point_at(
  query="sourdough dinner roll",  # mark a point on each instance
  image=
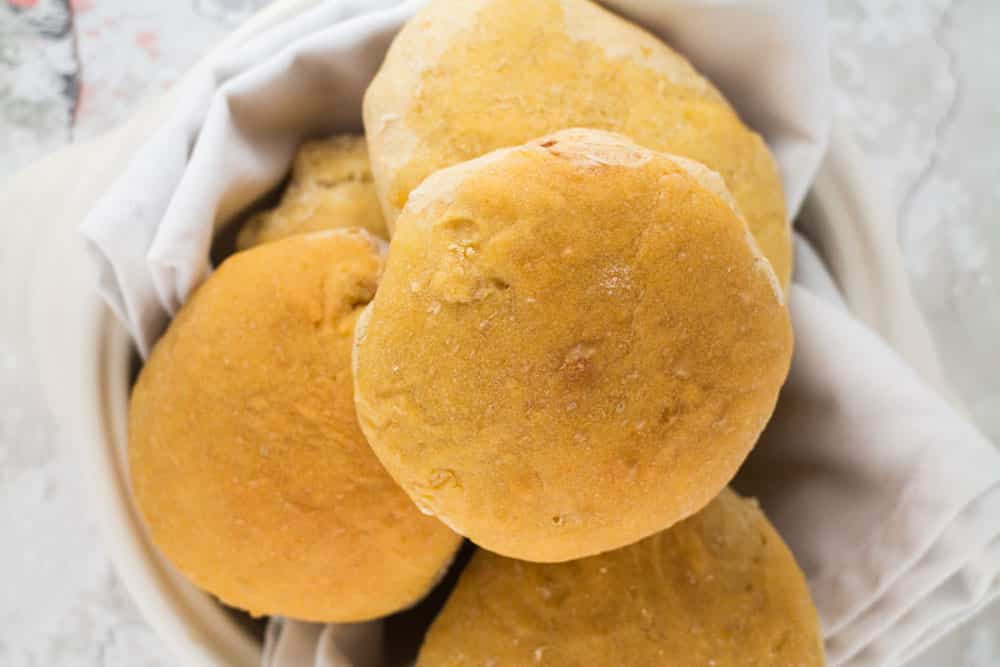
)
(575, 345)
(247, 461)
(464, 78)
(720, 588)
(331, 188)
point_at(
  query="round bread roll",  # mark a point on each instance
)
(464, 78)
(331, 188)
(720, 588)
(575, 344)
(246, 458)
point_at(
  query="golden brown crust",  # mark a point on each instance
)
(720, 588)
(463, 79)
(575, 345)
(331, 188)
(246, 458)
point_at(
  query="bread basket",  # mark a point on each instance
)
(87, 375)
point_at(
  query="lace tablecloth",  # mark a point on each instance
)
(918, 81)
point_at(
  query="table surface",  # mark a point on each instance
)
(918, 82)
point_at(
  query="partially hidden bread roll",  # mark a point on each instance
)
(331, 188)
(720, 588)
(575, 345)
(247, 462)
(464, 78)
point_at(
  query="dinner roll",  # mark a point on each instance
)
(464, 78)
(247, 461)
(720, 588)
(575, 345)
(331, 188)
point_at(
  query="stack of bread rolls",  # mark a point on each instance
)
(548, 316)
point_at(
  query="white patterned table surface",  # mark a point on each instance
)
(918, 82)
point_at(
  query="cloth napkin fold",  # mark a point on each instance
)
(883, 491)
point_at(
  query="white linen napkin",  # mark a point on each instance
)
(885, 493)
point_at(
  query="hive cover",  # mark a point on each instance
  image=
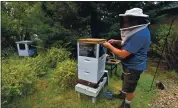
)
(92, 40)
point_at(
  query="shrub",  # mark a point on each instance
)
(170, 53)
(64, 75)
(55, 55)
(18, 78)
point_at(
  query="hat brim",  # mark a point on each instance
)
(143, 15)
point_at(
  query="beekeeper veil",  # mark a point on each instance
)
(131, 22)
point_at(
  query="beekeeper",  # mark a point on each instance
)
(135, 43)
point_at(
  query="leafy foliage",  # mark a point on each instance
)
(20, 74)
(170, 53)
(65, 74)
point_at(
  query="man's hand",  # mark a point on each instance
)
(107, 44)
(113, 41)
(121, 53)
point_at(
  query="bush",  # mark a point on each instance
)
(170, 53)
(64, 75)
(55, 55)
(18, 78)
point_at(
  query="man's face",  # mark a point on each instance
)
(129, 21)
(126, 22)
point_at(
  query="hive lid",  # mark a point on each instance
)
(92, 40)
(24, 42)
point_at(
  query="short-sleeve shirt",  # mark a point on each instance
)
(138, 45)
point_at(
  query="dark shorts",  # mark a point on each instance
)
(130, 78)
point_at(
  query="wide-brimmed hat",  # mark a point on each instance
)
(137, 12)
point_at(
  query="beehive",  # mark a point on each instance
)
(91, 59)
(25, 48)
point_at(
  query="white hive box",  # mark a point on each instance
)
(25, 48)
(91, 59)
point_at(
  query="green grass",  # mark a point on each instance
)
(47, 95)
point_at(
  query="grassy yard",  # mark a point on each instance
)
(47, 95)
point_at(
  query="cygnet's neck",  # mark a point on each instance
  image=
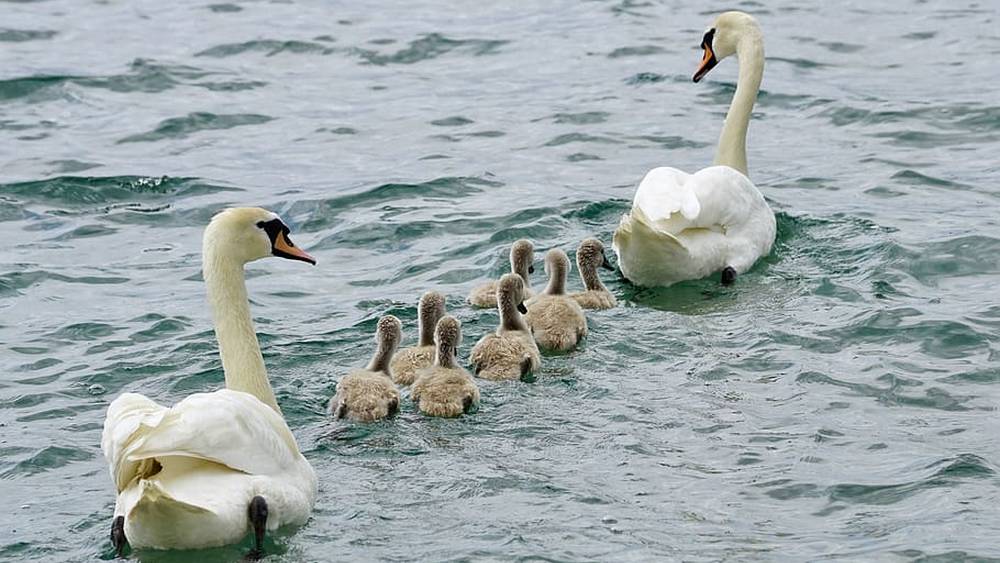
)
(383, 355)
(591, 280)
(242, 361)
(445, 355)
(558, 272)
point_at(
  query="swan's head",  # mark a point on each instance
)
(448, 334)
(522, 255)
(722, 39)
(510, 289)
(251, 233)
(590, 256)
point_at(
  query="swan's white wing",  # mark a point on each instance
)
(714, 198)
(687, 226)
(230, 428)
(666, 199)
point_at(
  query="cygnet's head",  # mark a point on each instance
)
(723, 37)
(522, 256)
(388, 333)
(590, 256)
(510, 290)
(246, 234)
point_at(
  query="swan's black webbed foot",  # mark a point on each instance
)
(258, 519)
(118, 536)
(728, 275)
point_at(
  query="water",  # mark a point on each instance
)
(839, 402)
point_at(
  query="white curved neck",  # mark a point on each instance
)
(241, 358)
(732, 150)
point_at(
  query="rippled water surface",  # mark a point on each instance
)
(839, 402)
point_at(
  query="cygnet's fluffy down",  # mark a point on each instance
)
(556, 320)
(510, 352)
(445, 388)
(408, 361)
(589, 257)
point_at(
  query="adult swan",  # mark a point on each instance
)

────────────────

**The task:**
Would it be possible to reproduce the material word for word, images omitted?

**Final answer:**
point_at(
  query="sourdough dinner roll",  # mark a point on each instance
  image=
)
(575, 345)
(247, 461)
(464, 78)
(720, 588)
(331, 188)
point_at(
  query="round bread roll",  # mark a point on each instance
)
(464, 78)
(331, 188)
(720, 588)
(575, 344)
(246, 458)
point_at(
  query="golden brown crust",  # mark a point on each instance
)
(720, 588)
(463, 79)
(575, 345)
(331, 188)
(246, 458)
point_at(
  query="bread basket",  # mark a point on each instance
)
(87, 375)
point_at(
  query="lace tablecloth",  # mark a point on each instance
)
(918, 81)
point_at(
  query="table surface",  # mark a point on each instance
)
(918, 82)
point_at(
  query="partially hidden bread roll",  # mark a point on each instance
)
(331, 188)
(720, 588)
(575, 345)
(247, 462)
(464, 78)
point_at(
  query="dinner roll",  # mark a point on each instance
)
(464, 78)
(247, 461)
(720, 588)
(575, 345)
(331, 188)
point_at(
  query="stack of bread rolls",  # mark a point on each instance
)
(548, 316)
point_at(
  query="white patterned table surface",  # mark a point on each instance
)
(918, 82)
point_at(
  query="cloth napkin fold",  # mark a point on each instance
)
(883, 491)
point_at(
  query="white linen napkin",  # mark a point on each instance
)
(885, 493)
point_at(
  query="hive cover",  # mark a point on each instance
  image=
)
(92, 40)
point_at(
  query="shrub",  # mark a point on each instance
)
(170, 53)
(64, 75)
(55, 55)
(18, 78)
point_at(
  query="hat brim",  # mark a point on each instance
)
(143, 15)
point_at(
  query="beekeeper veil",  # mark a point on each instance
)
(131, 22)
point_at(
  query="beekeeper",  # mark a point on each instance
)
(135, 43)
point_at(
  query="leafy foliage",  # mark a point on each instance
)
(20, 74)
(170, 53)
(65, 74)
point_at(
  query="man's hand",  # mark a point on each instance
)
(107, 44)
(113, 41)
(121, 53)
point_at(
  query="bush",  # mark a point on each instance
)
(170, 53)
(64, 75)
(55, 55)
(18, 78)
point_at(
  query="man's face",  # mark a point on each instance
)
(129, 21)
(126, 22)
point_at(
  query="hive lid",  # mark a point on each instance
)
(92, 40)
(24, 42)
point_at(
  query="short-sleeve shirt",  # mark a point on each instance
)
(138, 45)
point_at(
  query="dark shorts",  # mark a point on each instance
)
(130, 78)
point_at(
  query="wide-brimmed hat",  # mark a point on each instance
)
(137, 12)
point_at(
  query="beehive",  # mark a point on each instance
)
(91, 59)
(25, 48)
point_at(
  query="white hive box",  # mark a point on each instance
)
(25, 48)
(91, 59)
point_at(
  query="green grass",  # mark a point on each instance
)
(47, 95)
point_at(
  query="grassy yard",  # mark a point on each instance
)
(47, 95)
point_at(
  query="cygnet's neck",  # mark a point on each instance
  image=
)
(383, 355)
(591, 280)
(242, 361)
(445, 355)
(558, 272)
point_at(
  query="swan's head",  # mark a point on each instance
)
(448, 334)
(522, 255)
(722, 39)
(510, 289)
(251, 233)
(590, 256)
point_at(
  query="swan's white wing",  # mark a point on each instance
)
(714, 198)
(687, 226)
(230, 428)
(666, 199)
point_at(
  query="cygnet's head",  # mark a point on each instance
)
(723, 37)
(522, 256)
(388, 333)
(590, 256)
(510, 290)
(246, 234)
point_at(
  query="swan's black webbed foot",  # mark a point on each instance
)
(258, 519)
(118, 536)
(728, 275)
point_at(
  query="water",  # mark a point on each instance
)
(839, 402)
point_at(
  query="white curved neck",  # mark a point on each instance
)
(241, 358)
(732, 150)
point_at(
  query="rippled water surface",  # mark a point on each instance
)
(839, 402)
point_at(
  query="cygnet's fluffy down",  # mark a point on each instance
)
(556, 320)
(510, 352)
(445, 388)
(408, 361)
(589, 257)
point_at(
  query="adult swan",  # mark a point on each instance
)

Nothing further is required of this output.